### DIRECTION
Please convert the lines of the records below into a Markdown table with the columns "Row" and "Line," numbering each row and skipping blank lines. Leave the pictures out of the table.

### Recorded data
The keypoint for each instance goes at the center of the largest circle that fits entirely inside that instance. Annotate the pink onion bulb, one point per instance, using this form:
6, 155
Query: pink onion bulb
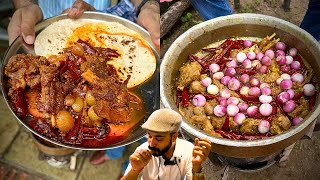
279, 80
247, 64
262, 85
281, 60
214, 67
254, 81
232, 63
244, 78
297, 77
220, 111
232, 110
247, 43
295, 65
285, 76
230, 72
265, 99
234, 84
206, 81
289, 106
296, 120
252, 111
233, 100
254, 91
266, 60
281, 46
223, 101
241, 56
225, 93
225, 80
264, 127
259, 56
280, 53
251, 55
218, 75
212, 89
285, 68
266, 91
283, 97
256, 64
289, 59
239, 118
309, 89
270, 53
265, 109
243, 106
291, 93
244, 90
263, 69
199, 100
293, 52
286, 84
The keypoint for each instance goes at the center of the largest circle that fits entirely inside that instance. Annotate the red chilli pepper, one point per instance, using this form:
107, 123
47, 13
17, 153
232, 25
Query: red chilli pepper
185, 97
225, 126
19, 102
235, 136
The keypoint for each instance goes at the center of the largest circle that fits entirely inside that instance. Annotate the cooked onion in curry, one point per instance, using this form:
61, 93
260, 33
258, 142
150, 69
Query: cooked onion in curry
74, 97
246, 90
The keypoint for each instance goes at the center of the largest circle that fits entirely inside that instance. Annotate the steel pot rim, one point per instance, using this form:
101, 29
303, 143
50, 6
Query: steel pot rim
192, 34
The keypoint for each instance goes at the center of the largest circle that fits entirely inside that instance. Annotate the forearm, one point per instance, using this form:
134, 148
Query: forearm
197, 173
22, 3
151, 4
132, 174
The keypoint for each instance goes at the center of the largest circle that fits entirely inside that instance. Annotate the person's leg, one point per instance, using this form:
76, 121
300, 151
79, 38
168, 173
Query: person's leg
210, 9
311, 21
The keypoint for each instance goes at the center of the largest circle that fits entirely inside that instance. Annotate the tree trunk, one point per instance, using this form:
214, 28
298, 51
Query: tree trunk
169, 18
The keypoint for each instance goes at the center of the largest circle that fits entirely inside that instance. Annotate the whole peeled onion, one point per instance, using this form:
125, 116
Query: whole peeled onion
264, 127
199, 100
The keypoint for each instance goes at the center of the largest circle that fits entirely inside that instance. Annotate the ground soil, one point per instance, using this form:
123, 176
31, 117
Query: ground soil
268, 7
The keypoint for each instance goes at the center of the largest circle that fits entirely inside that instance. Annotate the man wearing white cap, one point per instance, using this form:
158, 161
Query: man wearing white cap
165, 156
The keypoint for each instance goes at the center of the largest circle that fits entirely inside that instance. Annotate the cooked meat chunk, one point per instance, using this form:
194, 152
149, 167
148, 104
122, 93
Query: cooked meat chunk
52, 90
202, 122
250, 126
208, 108
234, 127
188, 73
217, 122
199, 111
196, 87
280, 124
23, 70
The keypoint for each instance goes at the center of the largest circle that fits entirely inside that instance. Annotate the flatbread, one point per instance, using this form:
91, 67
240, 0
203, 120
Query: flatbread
136, 57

### RESPONSE TO THE TASK
| Row | Line |
|---|---|
| 1 | The keypoint for each instance goes at the center of the largest circle that fits entirely inside that instance. Annotate the pink onion bulb, one point per instance, using this form: |
| 2 | 6, 155 |
| 3 | Query: pink onion bulb |
| 4 | 279, 80 |
| 5 | 247, 64 |
| 6 | 262, 85 |
| 7 | 281, 60 |
| 8 | 214, 67 |
| 9 | 254, 81 |
| 10 | 232, 63 |
| 11 | 244, 78 |
| 12 | 297, 77 |
| 13 | 220, 111 |
| 14 | 232, 110 |
| 15 | 247, 43 |
| 16 | 295, 65 |
| 17 | 285, 76 |
| 18 | 230, 72 |
| 19 | 265, 99 |
| 20 | 234, 84 |
| 21 | 206, 81 |
| 22 | 289, 106 |
| 23 | 296, 120 |
| 24 | 252, 111 |
| 25 | 233, 100 |
| 26 | 254, 91 |
| 27 | 266, 60 |
| 28 | 281, 46 |
| 29 | 223, 101 |
| 30 | 241, 56 |
| 31 | 225, 93 |
| 32 | 225, 80 |
| 33 | 264, 127 |
| 34 | 259, 56 |
| 35 | 280, 53 |
| 36 | 251, 55 |
| 37 | 218, 75 |
| 38 | 212, 89 |
| 39 | 285, 68 |
| 40 | 266, 91 |
| 41 | 283, 97 |
| 42 | 256, 64 |
| 43 | 289, 59 |
| 44 | 239, 118 |
| 45 | 309, 89 |
| 46 | 270, 53 |
| 47 | 265, 109 |
| 48 | 243, 106 |
| 49 | 291, 93 |
| 50 | 244, 90 |
| 51 | 263, 69 |
| 52 | 199, 100 |
| 53 | 293, 52 |
| 54 | 286, 84 |
| 55 | The keypoint for each instance goes at the center of the largest circle that fits entirely inside that instance. Annotate the red chilli pepper, one point per instance, using this form: |
| 56 | 107, 123 |
| 57 | 47, 13 |
| 58 | 17, 153 |
| 59 | 232, 25 |
| 60 | Query: red chilli pepper |
| 61 | 185, 97 |
| 62 | 225, 126 |
| 63 | 19, 102 |
| 64 | 235, 136 |
| 65 | The keypoint for each instance goes at the center of the largest circle that fits entirely inside that instance. Annotate the cooked onion in curry, one point per instance, using this form: |
| 66 | 61, 93 |
| 67 | 260, 33 |
| 68 | 258, 142 |
| 69 | 150, 69 |
| 70 | Query: cooked onion in curry |
| 71 | 74, 97 |
| 72 | 246, 90 |
| 73 | The keypoint for each instance goes at the center of the largest circle that fits entirely inside that instance. Annotate the steel pot rim, one point per instance, using this form: |
| 74 | 101, 29 |
| 75 | 303, 143 |
| 76 | 50, 6 |
| 77 | Query: steel pot rim |
| 78 | 192, 34 |
| 79 | The keypoint for each instance goes at the center of the largest circle that fits entirely inside that instance. Annotate the forearm, one point per instance, using this form: |
| 80 | 134, 148 |
| 81 | Query: forearm |
| 82 | 197, 173 |
| 83 | 22, 3 |
| 84 | 151, 4 |
| 85 | 132, 174 |
| 86 | The keypoint for each instance goes at the center of the largest circle that fits entirely inside that instance. Annotate the person's leg, one point per instance, using this form: |
| 87 | 76, 121 |
| 88 | 300, 151 |
| 89 | 79, 38 |
| 90 | 168, 173 |
| 91 | Query: person's leg |
| 92 | 210, 9 |
| 93 | 311, 21 |
| 94 | The keypoint for each instance goes at the center of the largest circle that fits entirely inside that instance. Annotate the tree trunk, one point per instance, using this form: |
| 95 | 214, 28 |
| 96 | 298, 51 |
| 97 | Query: tree trunk |
| 98 | 169, 18 |
| 99 | The keypoint for each instance goes at the center of the largest circle that fits entirely inside that instance. Annotate the whole peeled onion, one point per instance, using this form: |
| 100 | 125, 116 |
| 101 | Query: whole peeled onion |
| 102 | 264, 127 |
| 103 | 199, 100 |
| 104 | The keypoint for each instance goes at the center of the largest circle that fits entirely inside that instance. Annotate the ground soil, one point per instance, using this form: |
| 105 | 123, 176 |
| 106 | 31, 117 |
| 107 | Query: ground soil |
| 108 | 268, 7 |
| 109 | The keypoint for each instance goes at the center of the largest circle that fits entirely inside that instance. Annotate the man wearing white cap, one point per instance, using this form: |
| 110 | 158, 161 |
| 111 | Query: man wearing white cap |
| 112 | 165, 156 |
| 113 | The keypoint for each instance goes at the center of the largest circle that fits entirely inside that instance. Annotate the cooked meat chunk, one point per instance, using this form: |
| 114 | 194, 152 |
| 115 | 149, 167 |
| 116 | 148, 104 |
| 117 | 122, 93 |
| 118 | Query: cooked meat chunk |
| 119 | 52, 90 |
| 120 | 202, 122 |
| 121 | 250, 126 |
| 122 | 208, 108 |
| 123 | 234, 127 |
| 124 | 188, 73 |
| 125 | 217, 122 |
| 126 | 199, 111 |
| 127 | 196, 87 |
| 128 | 280, 124 |
| 129 | 23, 70 |
| 130 | The keypoint for each instance goes at the center of the largest circle that fits entirely inside that instance. Annotate the flatbread, one point per instance, using this form: |
| 131 | 91, 67 |
| 132 | 240, 0 |
| 133 | 203, 120 |
| 134 | Query: flatbread |
| 135 | 136, 57 |